Pointing records:
----

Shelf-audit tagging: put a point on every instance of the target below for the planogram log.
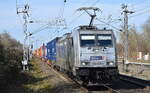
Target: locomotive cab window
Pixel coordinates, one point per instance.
(87, 40)
(105, 40)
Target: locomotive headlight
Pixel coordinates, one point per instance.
(83, 63)
(111, 63)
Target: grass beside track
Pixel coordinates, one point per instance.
(33, 81)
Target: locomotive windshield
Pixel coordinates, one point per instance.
(87, 40)
(105, 40)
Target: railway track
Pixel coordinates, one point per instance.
(134, 80)
(111, 90)
(108, 89)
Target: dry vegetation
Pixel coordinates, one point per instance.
(138, 41)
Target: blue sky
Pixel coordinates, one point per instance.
(48, 10)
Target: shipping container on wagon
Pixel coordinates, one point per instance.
(51, 50)
(43, 51)
(65, 53)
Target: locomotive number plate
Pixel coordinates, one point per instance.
(96, 58)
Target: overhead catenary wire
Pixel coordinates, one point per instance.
(108, 24)
(144, 12)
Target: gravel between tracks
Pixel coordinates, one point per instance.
(58, 82)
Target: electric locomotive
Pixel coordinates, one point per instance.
(88, 54)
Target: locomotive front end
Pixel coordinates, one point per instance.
(97, 56)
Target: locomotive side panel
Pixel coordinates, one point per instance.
(65, 54)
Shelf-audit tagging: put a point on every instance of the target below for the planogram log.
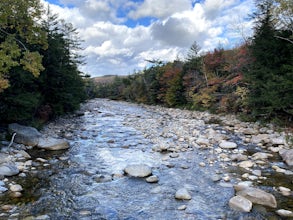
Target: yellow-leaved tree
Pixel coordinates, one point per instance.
(20, 37)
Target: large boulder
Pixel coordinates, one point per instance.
(258, 196)
(25, 135)
(49, 143)
(287, 156)
(138, 170)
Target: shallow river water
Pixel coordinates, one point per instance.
(87, 181)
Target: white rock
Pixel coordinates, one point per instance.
(285, 191)
(228, 145)
(182, 194)
(138, 170)
(246, 164)
(261, 156)
(258, 196)
(50, 143)
(278, 141)
(152, 179)
(285, 213)
(240, 203)
(16, 188)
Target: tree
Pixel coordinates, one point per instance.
(61, 83)
(19, 28)
(283, 11)
(270, 77)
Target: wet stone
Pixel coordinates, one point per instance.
(152, 179)
(138, 170)
(182, 194)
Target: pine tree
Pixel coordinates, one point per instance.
(270, 76)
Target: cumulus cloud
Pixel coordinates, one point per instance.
(159, 9)
(111, 46)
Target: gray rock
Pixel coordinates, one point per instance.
(258, 196)
(285, 213)
(8, 170)
(152, 179)
(287, 156)
(261, 156)
(3, 189)
(138, 170)
(228, 145)
(53, 144)
(25, 135)
(16, 188)
(182, 194)
(240, 203)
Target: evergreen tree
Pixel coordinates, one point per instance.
(61, 83)
(270, 76)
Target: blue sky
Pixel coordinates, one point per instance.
(119, 35)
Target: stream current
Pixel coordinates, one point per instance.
(87, 181)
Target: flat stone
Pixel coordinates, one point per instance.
(16, 188)
(240, 203)
(25, 135)
(258, 196)
(246, 164)
(228, 145)
(261, 156)
(285, 213)
(287, 156)
(182, 194)
(152, 179)
(138, 170)
(50, 143)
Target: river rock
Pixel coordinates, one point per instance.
(50, 143)
(261, 156)
(25, 135)
(246, 164)
(228, 145)
(152, 179)
(3, 189)
(258, 196)
(8, 170)
(16, 188)
(138, 170)
(182, 194)
(285, 213)
(278, 141)
(240, 203)
(287, 156)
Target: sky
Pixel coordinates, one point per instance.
(119, 36)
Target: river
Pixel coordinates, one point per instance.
(87, 181)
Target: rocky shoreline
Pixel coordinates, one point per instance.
(256, 151)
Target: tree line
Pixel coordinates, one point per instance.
(39, 76)
(254, 79)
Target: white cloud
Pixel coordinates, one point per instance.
(159, 9)
(112, 47)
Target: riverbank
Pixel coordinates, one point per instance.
(200, 154)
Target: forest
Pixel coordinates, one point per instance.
(253, 80)
(40, 77)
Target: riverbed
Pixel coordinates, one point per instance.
(88, 181)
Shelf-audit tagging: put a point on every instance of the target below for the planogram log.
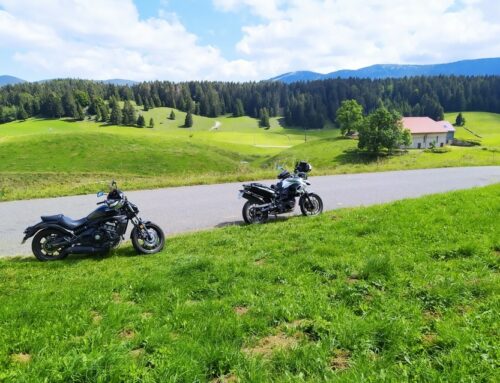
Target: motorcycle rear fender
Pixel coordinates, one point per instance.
(252, 197)
(32, 230)
(135, 227)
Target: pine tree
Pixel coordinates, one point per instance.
(116, 114)
(79, 113)
(21, 113)
(349, 116)
(69, 105)
(188, 123)
(141, 122)
(264, 118)
(104, 108)
(238, 108)
(129, 116)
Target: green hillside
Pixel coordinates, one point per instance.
(40, 157)
(401, 292)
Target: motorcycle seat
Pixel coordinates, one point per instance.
(64, 221)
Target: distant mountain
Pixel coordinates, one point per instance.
(10, 80)
(120, 81)
(478, 67)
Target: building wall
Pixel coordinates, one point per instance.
(426, 139)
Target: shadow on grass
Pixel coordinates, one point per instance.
(357, 156)
(124, 251)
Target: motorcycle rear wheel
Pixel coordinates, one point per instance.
(311, 205)
(251, 215)
(41, 245)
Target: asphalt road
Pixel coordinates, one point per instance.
(191, 208)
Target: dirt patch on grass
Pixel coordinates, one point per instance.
(340, 360)
(266, 346)
(353, 278)
(431, 315)
(295, 324)
(229, 378)
(96, 317)
(137, 352)
(241, 310)
(127, 334)
(260, 262)
(22, 357)
(429, 339)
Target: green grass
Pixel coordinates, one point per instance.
(42, 158)
(401, 292)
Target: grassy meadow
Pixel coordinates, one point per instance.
(41, 158)
(363, 294)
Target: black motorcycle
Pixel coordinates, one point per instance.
(57, 236)
(280, 198)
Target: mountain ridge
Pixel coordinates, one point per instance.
(474, 67)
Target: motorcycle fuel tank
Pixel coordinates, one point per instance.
(101, 212)
(261, 190)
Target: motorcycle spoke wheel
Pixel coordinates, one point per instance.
(151, 244)
(42, 245)
(311, 205)
(251, 213)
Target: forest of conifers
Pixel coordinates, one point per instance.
(304, 104)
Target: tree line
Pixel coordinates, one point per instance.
(307, 105)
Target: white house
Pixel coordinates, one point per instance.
(425, 132)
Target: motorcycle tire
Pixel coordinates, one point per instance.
(144, 247)
(39, 248)
(249, 215)
(311, 205)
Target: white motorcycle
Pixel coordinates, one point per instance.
(281, 198)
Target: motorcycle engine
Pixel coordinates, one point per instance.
(107, 232)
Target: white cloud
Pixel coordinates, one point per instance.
(105, 38)
(336, 34)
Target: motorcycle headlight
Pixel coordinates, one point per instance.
(116, 204)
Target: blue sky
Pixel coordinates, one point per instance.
(212, 26)
(236, 40)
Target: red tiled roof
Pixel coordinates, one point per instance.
(448, 126)
(423, 125)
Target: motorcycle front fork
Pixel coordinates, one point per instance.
(143, 230)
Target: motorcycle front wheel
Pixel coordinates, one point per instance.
(151, 245)
(252, 215)
(312, 204)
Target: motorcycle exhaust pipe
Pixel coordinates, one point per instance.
(83, 250)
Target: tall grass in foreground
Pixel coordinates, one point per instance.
(407, 291)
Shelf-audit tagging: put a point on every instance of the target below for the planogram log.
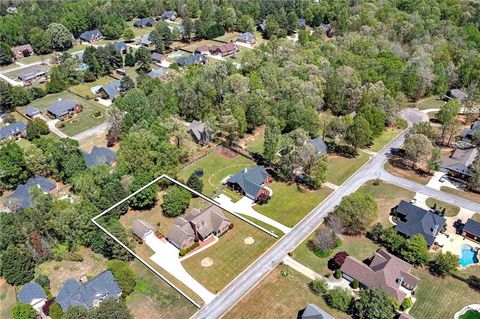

----

EXERCISE REQUIREMENTS: Report every line above that contains the string "mountain", matching case exactly.

ANSWER BELOW:
Target: distant mountain
Target: mountain ridge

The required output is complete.